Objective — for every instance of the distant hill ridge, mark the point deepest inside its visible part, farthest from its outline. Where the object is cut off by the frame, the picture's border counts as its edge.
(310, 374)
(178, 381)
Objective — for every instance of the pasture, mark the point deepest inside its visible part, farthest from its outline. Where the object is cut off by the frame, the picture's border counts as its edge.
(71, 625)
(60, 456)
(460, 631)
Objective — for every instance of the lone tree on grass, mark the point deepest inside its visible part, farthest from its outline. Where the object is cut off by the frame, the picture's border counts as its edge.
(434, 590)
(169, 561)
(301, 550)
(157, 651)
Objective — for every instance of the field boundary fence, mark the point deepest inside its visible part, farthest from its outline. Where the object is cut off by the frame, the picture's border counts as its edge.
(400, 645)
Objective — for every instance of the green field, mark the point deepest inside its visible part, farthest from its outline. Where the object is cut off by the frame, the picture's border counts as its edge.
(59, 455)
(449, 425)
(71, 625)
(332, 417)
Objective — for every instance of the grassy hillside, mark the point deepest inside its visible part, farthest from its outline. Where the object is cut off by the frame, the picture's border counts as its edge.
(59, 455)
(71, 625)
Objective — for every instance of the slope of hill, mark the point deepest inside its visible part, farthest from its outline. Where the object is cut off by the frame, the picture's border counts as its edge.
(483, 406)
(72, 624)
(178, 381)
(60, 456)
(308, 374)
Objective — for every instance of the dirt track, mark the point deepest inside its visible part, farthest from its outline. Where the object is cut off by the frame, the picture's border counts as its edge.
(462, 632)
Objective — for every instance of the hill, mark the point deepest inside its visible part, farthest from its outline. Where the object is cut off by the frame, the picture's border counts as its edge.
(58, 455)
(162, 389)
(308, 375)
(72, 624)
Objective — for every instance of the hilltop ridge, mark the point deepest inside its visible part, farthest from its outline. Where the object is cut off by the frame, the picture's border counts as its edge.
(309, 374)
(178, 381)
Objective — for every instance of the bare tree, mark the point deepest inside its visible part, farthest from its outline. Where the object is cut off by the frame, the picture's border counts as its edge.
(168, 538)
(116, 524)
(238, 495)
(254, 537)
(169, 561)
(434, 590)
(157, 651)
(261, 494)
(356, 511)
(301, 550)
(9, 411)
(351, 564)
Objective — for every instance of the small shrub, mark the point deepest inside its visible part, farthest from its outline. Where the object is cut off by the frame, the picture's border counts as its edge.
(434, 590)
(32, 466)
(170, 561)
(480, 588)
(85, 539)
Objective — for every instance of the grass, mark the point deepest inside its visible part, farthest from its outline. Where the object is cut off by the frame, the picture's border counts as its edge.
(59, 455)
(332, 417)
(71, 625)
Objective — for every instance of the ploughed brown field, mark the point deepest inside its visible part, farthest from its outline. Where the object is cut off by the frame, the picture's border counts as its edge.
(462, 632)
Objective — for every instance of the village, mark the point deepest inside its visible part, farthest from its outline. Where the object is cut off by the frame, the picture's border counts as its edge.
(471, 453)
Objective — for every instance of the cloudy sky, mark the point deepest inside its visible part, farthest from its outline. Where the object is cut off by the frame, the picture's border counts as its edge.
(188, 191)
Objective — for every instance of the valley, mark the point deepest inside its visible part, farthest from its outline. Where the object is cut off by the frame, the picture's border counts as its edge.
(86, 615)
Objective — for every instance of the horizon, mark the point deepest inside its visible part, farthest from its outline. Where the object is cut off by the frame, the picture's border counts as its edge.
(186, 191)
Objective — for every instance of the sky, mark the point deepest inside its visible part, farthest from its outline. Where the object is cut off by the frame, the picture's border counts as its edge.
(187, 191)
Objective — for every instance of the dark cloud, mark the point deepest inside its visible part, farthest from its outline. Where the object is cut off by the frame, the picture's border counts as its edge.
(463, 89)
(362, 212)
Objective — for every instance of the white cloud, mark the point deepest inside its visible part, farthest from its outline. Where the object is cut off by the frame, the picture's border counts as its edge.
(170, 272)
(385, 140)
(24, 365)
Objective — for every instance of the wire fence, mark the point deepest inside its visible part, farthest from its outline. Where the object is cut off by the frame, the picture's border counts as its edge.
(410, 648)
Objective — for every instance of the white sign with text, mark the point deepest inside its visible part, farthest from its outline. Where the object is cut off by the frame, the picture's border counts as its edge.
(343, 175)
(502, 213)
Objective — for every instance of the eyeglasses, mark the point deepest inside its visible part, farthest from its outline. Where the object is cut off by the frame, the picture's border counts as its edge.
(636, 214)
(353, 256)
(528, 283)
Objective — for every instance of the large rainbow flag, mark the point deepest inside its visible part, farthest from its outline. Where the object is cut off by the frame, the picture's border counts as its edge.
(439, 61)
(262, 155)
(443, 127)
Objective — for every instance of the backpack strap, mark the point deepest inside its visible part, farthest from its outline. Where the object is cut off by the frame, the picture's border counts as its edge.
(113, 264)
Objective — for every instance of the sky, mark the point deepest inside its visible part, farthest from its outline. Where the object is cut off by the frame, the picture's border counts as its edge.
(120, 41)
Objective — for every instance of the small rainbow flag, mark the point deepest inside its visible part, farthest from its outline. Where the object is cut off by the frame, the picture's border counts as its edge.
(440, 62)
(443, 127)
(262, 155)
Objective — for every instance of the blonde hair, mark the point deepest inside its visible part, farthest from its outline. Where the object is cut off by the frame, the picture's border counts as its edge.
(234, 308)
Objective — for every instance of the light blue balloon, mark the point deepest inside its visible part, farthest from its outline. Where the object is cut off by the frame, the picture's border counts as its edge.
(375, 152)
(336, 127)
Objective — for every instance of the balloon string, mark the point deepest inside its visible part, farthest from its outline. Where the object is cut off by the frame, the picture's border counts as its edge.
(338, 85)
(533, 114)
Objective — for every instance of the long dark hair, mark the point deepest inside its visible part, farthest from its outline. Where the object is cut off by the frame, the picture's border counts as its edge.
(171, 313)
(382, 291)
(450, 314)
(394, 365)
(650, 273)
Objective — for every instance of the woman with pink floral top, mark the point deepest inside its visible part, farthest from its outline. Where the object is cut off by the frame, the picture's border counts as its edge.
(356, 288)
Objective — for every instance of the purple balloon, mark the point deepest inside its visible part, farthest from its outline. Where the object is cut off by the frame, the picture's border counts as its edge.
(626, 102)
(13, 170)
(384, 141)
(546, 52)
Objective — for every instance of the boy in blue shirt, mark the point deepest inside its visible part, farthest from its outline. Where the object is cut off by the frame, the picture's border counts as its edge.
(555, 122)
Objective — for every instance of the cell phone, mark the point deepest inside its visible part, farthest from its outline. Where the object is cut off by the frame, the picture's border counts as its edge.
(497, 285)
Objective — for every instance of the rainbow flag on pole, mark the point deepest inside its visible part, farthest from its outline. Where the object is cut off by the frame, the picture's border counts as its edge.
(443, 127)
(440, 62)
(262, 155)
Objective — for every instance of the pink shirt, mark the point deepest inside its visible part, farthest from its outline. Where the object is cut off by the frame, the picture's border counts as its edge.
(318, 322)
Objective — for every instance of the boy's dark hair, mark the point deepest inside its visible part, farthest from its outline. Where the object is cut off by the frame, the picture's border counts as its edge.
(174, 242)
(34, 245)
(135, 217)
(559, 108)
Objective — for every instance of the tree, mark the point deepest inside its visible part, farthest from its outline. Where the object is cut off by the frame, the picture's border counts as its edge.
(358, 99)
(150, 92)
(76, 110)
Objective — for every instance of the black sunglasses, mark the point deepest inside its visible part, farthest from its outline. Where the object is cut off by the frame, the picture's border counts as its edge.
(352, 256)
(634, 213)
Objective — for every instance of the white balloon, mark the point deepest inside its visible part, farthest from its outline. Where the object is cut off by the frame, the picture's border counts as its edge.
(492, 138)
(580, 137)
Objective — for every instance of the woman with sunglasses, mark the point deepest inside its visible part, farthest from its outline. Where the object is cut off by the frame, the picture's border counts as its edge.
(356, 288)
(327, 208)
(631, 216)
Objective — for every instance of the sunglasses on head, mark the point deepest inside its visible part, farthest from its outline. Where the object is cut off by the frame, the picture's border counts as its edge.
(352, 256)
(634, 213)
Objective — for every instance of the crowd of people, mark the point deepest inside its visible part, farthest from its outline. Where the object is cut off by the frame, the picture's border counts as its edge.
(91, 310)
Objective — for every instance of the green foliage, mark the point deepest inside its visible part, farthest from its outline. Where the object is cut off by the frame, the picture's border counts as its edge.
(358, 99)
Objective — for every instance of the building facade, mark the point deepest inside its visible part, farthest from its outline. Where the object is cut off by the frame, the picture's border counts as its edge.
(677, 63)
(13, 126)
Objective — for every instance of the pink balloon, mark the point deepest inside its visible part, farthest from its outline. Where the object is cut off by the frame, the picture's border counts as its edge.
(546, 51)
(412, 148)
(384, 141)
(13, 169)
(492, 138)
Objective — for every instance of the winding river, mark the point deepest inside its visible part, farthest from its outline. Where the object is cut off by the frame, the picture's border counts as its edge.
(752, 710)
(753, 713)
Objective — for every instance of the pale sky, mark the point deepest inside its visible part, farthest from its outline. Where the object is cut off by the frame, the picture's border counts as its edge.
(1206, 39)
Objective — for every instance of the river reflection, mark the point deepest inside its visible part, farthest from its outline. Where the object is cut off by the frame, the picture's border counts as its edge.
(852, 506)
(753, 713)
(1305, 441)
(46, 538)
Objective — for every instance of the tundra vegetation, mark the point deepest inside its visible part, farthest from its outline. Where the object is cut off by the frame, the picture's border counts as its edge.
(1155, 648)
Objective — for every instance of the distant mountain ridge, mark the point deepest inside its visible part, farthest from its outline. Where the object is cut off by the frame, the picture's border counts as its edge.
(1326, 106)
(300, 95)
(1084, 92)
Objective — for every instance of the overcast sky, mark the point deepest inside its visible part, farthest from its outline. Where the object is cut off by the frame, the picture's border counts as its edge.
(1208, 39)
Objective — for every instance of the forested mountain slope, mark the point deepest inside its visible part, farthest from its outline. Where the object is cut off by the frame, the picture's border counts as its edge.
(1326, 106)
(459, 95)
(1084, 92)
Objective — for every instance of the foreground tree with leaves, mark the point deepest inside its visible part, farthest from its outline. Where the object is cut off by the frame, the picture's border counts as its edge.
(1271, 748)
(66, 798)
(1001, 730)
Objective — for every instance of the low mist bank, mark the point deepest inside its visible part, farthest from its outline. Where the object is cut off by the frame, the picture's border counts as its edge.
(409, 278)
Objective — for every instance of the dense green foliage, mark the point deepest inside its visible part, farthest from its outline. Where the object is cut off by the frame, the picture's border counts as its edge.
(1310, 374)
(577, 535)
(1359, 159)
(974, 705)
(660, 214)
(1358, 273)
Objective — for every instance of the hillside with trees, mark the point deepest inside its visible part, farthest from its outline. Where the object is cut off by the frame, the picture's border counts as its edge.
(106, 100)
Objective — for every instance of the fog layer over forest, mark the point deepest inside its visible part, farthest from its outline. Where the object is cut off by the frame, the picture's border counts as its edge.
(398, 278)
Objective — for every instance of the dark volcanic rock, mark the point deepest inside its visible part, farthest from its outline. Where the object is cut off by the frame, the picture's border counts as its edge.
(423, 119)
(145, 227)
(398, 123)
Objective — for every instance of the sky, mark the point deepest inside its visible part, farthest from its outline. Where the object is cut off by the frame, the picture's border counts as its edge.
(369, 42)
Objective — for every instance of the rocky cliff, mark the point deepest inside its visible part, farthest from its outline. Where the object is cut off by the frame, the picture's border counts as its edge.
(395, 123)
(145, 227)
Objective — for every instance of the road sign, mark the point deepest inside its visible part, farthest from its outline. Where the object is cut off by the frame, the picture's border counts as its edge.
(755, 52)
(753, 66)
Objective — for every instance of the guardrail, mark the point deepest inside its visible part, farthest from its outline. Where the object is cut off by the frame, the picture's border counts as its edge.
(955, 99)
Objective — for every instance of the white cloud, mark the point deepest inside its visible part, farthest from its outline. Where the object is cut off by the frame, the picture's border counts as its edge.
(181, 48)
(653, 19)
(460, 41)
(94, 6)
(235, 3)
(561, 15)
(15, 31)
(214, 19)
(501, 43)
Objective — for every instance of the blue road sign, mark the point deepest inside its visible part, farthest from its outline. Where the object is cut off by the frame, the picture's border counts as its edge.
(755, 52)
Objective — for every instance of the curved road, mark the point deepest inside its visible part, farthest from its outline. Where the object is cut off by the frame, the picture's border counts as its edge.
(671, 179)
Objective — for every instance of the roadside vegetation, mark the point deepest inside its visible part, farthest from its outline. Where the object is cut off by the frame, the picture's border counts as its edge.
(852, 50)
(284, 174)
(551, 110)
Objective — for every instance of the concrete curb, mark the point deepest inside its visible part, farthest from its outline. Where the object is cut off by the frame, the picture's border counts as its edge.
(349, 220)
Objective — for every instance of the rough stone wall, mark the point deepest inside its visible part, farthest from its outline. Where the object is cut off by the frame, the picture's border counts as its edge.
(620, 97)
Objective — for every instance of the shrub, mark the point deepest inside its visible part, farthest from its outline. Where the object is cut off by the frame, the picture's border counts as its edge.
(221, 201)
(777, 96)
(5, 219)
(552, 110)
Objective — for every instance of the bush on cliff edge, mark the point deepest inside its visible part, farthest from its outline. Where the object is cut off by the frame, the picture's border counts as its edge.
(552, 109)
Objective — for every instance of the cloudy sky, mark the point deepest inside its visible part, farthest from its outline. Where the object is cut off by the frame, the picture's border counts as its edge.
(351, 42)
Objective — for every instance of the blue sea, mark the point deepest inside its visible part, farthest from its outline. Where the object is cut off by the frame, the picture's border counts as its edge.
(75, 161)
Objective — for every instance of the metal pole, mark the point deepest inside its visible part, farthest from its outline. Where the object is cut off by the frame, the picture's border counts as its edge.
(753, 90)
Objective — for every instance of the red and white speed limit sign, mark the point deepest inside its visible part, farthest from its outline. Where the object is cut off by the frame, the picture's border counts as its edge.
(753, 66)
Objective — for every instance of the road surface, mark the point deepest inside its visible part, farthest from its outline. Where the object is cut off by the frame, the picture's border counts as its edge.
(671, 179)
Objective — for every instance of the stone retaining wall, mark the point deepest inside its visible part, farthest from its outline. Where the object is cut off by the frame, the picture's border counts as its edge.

|---|

= Assignment =
All lines from the one that has "Objective — for every instance of the road surface, mark" through the end of the material above should be returned exactly; omit the rest.

= Task output =
Objective — for every instance of the road surface, mark the point deepest inside its visible part, farthest from its outline. Where the object is cut off by the frame, the picture's border counts as its edge.
(671, 179)
Objective — for every instance of the stone retaining wall, mark the point deepest inside its visible part, farthest from its outline. Where the object is cut off by the frame, the picture's border counts as its edge.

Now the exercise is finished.